[Excerpts from a dataset]
★ ★ ★

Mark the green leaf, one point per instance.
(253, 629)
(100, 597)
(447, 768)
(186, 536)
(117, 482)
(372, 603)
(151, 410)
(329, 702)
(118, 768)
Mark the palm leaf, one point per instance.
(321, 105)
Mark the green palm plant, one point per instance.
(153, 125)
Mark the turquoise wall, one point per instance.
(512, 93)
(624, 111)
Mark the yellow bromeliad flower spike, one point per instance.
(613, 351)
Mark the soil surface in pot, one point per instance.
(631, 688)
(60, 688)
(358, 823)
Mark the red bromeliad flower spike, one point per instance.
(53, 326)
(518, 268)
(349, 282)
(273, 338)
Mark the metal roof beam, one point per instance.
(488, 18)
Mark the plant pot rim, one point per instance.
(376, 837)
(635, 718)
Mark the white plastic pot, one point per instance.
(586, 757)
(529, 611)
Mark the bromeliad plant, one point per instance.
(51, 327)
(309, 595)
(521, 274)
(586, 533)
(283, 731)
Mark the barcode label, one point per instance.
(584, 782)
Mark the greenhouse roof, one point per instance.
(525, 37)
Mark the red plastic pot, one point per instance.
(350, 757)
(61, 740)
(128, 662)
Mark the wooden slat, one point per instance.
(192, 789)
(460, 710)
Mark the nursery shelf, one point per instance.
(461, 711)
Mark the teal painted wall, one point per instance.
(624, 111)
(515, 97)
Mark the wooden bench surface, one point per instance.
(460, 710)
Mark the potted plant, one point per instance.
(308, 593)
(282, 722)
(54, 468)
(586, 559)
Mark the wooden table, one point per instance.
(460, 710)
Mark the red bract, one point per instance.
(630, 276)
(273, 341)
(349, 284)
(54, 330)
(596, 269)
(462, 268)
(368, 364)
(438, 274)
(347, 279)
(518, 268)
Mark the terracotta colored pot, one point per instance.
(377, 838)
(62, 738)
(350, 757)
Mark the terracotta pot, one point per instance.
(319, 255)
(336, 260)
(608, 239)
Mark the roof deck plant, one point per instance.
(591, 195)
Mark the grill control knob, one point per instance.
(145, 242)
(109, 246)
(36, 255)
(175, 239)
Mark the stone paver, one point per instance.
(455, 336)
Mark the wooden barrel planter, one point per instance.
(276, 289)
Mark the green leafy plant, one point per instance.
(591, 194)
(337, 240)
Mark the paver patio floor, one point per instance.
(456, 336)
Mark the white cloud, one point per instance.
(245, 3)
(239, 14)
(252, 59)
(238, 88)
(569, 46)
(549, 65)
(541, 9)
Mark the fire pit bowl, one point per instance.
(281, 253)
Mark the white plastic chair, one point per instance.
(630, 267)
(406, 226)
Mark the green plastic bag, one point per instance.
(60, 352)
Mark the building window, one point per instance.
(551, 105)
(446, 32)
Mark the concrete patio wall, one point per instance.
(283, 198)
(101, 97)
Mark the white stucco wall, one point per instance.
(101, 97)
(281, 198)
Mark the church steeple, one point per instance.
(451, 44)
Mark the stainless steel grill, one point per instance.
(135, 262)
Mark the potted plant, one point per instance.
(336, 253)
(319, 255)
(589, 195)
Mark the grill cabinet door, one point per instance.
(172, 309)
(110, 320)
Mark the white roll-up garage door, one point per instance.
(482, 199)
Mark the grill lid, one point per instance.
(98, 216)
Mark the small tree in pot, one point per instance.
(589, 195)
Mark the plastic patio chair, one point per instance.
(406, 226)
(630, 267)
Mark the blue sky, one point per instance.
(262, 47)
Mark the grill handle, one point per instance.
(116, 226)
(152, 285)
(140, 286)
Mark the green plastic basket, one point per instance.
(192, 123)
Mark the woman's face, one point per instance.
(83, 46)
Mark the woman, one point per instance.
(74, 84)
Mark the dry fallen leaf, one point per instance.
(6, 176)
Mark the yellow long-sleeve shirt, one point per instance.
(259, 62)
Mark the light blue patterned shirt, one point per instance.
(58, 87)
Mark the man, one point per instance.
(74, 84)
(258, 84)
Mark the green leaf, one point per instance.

★ ★ ★

Exercise>
Could you print the lines of the records above from the one containing "Mark the green plastic basket, one" through the last, exactly and with no additions?

Task output>
Mark the green plastic basket, one point per instance.
(192, 123)
Mark the woman's face, one point per instance.
(83, 46)
Mark the woman, one point per instance.
(74, 84)
Mark the dry fallen leaf, one point per instance.
(6, 176)
Mark the yellow long-sleeve shirt, one point per instance.
(259, 62)
Mark the light blue patterned shirt, one point per instance.
(58, 87)
Mark the man, one point per instance.
(74, 84)
(258, 84)
Mark the green leaf, one point per instance.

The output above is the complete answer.